=== EXCERPTED TEXT ===
■ ■ ■ ■

She and Kuma, who weighs 25 kilograms, shot to fame late last month after people uploaded photos online of Hua walking the pig near their downtown home. The pig with a pink nose and a small patch of black skin around the middle of its forehead and tail became an online star with many posters expressing envious comments about the adorable animal.

The photos attracted media attention and the story was widely reported in the city. Hua told a local media outlet that the pig had arrived out of a "lovely mistake."

She said she bought it online from an out-of-town pet pig breeder for 500 yuan (US$78) in May 2011. The seller had said Kuma, named after Hua's favorite cartoon character, was a special mini-sized pig species, good for keeping in the home. But this was either a lie or a mistake. After Hua received the pig, Kuma gained weight quickly. Its size caused a "sweet pain" for Hua given that she shares a medium-sized apartment with her parents.

Neighbors said Kuma was mild in character and that Hua was responsible in keeping it clean and odor free.

Pigs can make wonderful pets as they are known to be intelligent, easily trained, curious, affectionate, playful, clean, quiet, odor free, and usually non-allergenic.

However, they are also head-strong and sensitive. Without appropriate stimulation they can become bored and possibly destructive or aggressive. They also love to eat. Pigs can learn to open the fridge and cupboards to find food.

"Kuma is so smart and has such a great sense of scent that it even picked up money on the street," Hua was quoted as saying. "Once I took Kuma for a walk and at one point it rubbed on the ground and stopped. I was so surprised to find the pig with a 50 yuan banknote in its mouth. It didn't even chew it."

Hua added that on another occasion Kuma picked up a 20 yuan banknote.

A Chinese proverb states "fame portends trouble for men just as fattening does for pigs." In Kuma's case, fame proved to be a bigger cause for concern as exposure online and in local newspapers generated the attention of the district Urban Management Team, a law enforcement agency responsible for overseeing public sanitation, and the neighborhood committee.

They told Hua "the pig is illegal" and urged the family to give it up "to be dealt with."

In the following week, Hua stopped walking the pig in the neighborhood, ordered diapers and also had it vaccinated at pet clinics, according to her microblog.

She argued that she combed through all regulations but found nothing illegal about a pet pig.

She said she was willing to pay any licensing fee and complete all legal procedures but she couldn't find any to comply with.

■ ■ ■ ■

=== INFORMATION SHOWN ===
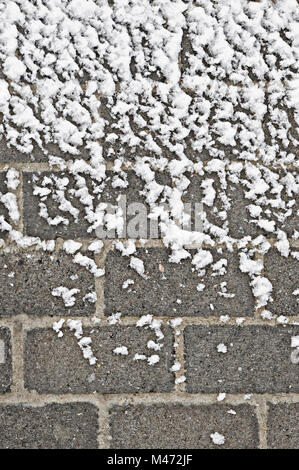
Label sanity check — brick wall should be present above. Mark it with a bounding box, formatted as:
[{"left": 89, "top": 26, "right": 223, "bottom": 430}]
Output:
[{"left": 0, "top": 153, "right": 299, "bottom": 448}]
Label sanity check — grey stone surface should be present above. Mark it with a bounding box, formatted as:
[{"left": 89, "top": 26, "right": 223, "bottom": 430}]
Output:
[
  {"left": 0, "top": 327, "right": 12, "bottom": 393},
  {"left": 0, "top": 251, "right": 95, "bottom": 317},
  {"left": 0, "top": 403, "right": 98, "bottom": 449},
  {"left": 110, "top": 404, "right": 258, "bottom": 449},
  {"left": 23, "top": 171, "right": 169, "bottom": 239},
  {"left": 0, "top": 137, "right": 89, "bottom": 163},
  {"left": 264, "top": 249, "right": 299, "bottom": 315},
  {"left": 105, "top": 248, "right": 254, "bottom": 316},
  {"left": 183, "top": 169, "right": 299, "bottom": 238},
  {"left": 185, "top": 326, "right": 299, "bottom": 393},
  {"left": 267, "top": 403, "right": 299, "bottom": 449},
  {"left": 25, "top": 325, "right": 174, "bottom": 393},
  {"left": 0, "top": 172, "right": 9, "bottom": 238},
  {"left": 183, "top": 174, "right": 267, "bottom": 238}
]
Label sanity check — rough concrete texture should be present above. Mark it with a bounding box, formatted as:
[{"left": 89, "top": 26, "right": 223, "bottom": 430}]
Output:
[
  {"left": 110, "top": 404, "right": 258, "bottom": 449},
  {"left": 185, "top": 326, "right": 299, "bottom": 394},
  {"left": 268, "top": 403, "right": 299, "bottom": 449},
  {"left": 0, "top": 327, "right": 12, "bottom": 394},
  {"left": 25, "top": 325, "right": 174, "bottom": 393},
  {"left": 105, "top": 248, "right": 254, "bottom": 317},
  {"left": 264, "top": 249, "right": 299, "bottom": 315},
  {"left": 0, "top": 0, "right": 299, "bottom": 453},
  {"left": 0, "top": 250, "right": 95, "bottom": 317},
  {"left": 0, "top": 172, "right": 8, "bottom": 238},
  {"left": 23, "top": 171, "right": 169, "bottom": 239},
  {"left": 0, "top": 403, "right": 98, "bottom": 449}
]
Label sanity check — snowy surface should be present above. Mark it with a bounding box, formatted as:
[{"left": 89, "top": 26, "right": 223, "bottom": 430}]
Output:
[{"left": 0, "top": 0, "right": 299, "bottom": 416}]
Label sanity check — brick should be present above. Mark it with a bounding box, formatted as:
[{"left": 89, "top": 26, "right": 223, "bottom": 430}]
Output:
[
  {"left": 25, "top": 326, "right": 174, "bottom": 393},
  {"left": 23, "top": 171, "right": 169, "bottom": 239},
  {"left": 0, "top": 251, "right": 95, "bottom": 317},
  {"left": 264, "top": 249, "right": 299, "bottom": 315},
  {"left": 183, "top": 174, "right": 260, "bottom": 239},
  {"left": 0, "top": 327, "right": 12, "bottom": 393},
  {"left": 0, "top": 172, "right": 9, "bottom": 239},
  {"left": 267, "top": 403, "right": 299, "bottom": 449},
  {"left": 183, "top": 170, "right": 299, "bottom": 239},
  {"left": 100, "top": 96, "right": 176, "bottom": 161},
  {"left": 110, "top": 404, "right": 258, "bottom": 449},
  {"left": 185, "top": 326, "right": 299, "bottom": 393},
  {"left": 0, "top": 403, "right": 98, "bottom": 449},
  {"left": 105, "top": 248, "right": 254, "bottom": 316},
  {"left": 0, "top": 137, "right": 89, "bottom": 163}
]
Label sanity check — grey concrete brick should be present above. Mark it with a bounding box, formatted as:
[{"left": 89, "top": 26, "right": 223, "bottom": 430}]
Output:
[
  {"left": 264, "top": 249, "right": 299, "bottom": 315},
  {"left": 185, "top": 326, "right": 299, "bottom": 393},
  {"left": 0, "top": 251, "right": 95, "bottom": 317},
  {"left": 23, "top": 171, "right": 169, "bottom": 239},
  {"left": 267, "top": 403, "right": 299, "bottom": 449},
  {"left": 0, "top": 327, "right": 12, "bottom": 393},
  {"left": 25, "top": 325, "right": 174, "bottom": 393},
  {"left": 0, "top": 172, "right": 9, "bottom": 238},
  {"left": 0, "top": 403, "right": 98, "bottom": 449},
  {"left": 183, "top": 174, "right": 267, "bottom": 238},
  {"left": 105, "top": 248, "right": 254, "bottom": 316},
  {"left": 110, "top": 404, "right": 258, "bottom": 449},
  {"left": 0, "top": 136, "right": 89, "bottom": 163},
  {"left": 183, "top": 170, "right": 299, "bottom": 238}
]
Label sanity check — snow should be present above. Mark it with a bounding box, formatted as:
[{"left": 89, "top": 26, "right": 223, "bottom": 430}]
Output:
[
  {"left": 217, "top": 343, "right": 227, "bottom": 354},
  {"left": 210, "top": 432, "right": 225, "bottom": 446},
  {"left": 113, "top": 346, "right": 129, "bottom": 356},
  {"left": 0, "top": 0, "right": 299, "bottom": 384}
]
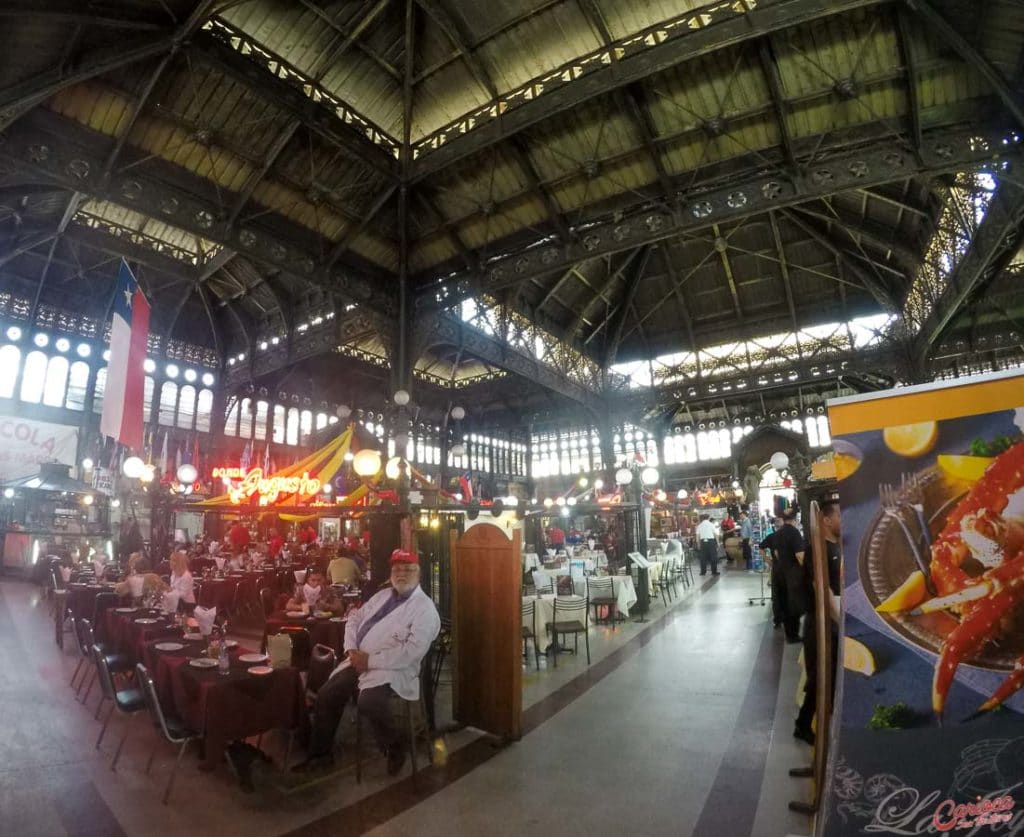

■ ■ ■ ■

=== PROMPT A ===
Answer these from the article about Kuma the pet pig:
(i) How much does Kuma weigh?
(ii) What price did Hua pay for Kuma, and in what month and year?
(iii) What did the district Urban Management Team and the neighborhood committee tell Hua about the pig?
=== PROMPT B ===
List every step that, according to her microblog, Hua took in the week after the officials' visit, as reported in the article about Kuma the pet pig.
=== PROMPT C ===
Carry on the article about Kuma the pet pig, starting after its last sentence.

=== TASK ANSWER A ===
(i) 25 kilograms.
(ii) 500 yuan (US$78), in May 2011.
(iii) They told her "the pig is illegal" and urged the family to give it up "to be dealt with."

=== TASK ANSWER B ===
- Stopped walking the pig in the neighborhood
- Ordered diapers
- Had it vaccinated at pet clinics

=== TASK ANSWER C ===
"Kuma arrived during the most difficult period of my life and helped me recover and pick myself up," Hua said on her microblog. "It has been a great mental comfort and source of happiness for me."

After being given a deadline by the neighborhood community office to hand over the pig, she wrote: "I am only trying to save Kuma from the ordinary fate of a pig but it's so difficult."

The suspense ended with a seemingly happy ending as Hua pledged to the neighborhood committee that they would minimize walking times and the animal would only excrete in designated spots and create no sanitation trouble in the community.

Hua has since refused media follow-up interviews, apparently out of concern that more publicity will create another crisis.

The Urban Management Team said there are no laws to regulate exotic pets such as lizards, rats, squirrels and pigs. Thus they can only intervene when such animals pose a sanitation problem or safety risk to the public.

Meanwhile, the public is concerned that exotic pets may spread diseases and be unsanitary. All sides feel the government needs to enact laws to regulate licensing and vaccinations of such animals.

Without such laws, owners of unusual pets face the risk of their animal being seized.

In Kuma's case, authorities argued the pig could spread rabies as Hua had posted pictures online of a dog bite the animal sustained on one walk.

Further showing the lack of laws about household pets, the city regulates licensing, vaccinations and other requirements for pet dogs, but not for cats.

However, cats don't cause concern among the public as they have long been accepted as a "safe" pet by Chinese communities.